> [Data section]
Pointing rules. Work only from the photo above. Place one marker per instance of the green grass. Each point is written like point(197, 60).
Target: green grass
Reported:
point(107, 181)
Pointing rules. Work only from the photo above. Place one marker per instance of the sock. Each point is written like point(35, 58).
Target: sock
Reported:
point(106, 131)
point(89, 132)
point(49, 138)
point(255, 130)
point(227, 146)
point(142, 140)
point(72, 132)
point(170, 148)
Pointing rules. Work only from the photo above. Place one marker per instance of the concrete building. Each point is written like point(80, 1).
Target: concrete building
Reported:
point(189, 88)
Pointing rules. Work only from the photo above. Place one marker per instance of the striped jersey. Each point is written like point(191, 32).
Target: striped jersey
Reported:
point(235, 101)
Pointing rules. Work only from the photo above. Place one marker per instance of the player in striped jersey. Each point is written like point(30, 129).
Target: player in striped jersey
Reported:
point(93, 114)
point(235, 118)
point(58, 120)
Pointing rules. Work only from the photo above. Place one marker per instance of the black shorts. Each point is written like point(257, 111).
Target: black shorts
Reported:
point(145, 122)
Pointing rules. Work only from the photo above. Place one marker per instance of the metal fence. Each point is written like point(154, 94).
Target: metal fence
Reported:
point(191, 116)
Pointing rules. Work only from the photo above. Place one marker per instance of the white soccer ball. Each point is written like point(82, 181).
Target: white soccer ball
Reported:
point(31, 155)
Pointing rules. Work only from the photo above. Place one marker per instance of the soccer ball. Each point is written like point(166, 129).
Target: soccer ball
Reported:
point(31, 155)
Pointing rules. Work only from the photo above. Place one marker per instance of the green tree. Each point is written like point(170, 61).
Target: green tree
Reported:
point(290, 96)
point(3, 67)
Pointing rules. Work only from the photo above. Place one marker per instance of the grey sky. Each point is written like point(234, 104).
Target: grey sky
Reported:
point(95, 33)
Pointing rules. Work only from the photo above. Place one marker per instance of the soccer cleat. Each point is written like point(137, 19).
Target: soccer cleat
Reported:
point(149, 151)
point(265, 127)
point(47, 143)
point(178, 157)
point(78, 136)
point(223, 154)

> [Task prompt]
Print the lines of the records above exactly, from the line containing "like point(166, 129)." through the line containing "point(3, 67)", inclusive.

> [Exercise solution]
Pointing rules. Work only from the photo above. Place one marker per instance of the soccer ball. Each point is written like point(166, 129).
Target: soccer ball
Reported:
point(31, 155)
Pointing rules. Work only from the photo above. Place one marker per instance of the green tree. Each point is written like point(170, 61).
Target: green tree
Reported:
point(290, 96)
point(3, 67)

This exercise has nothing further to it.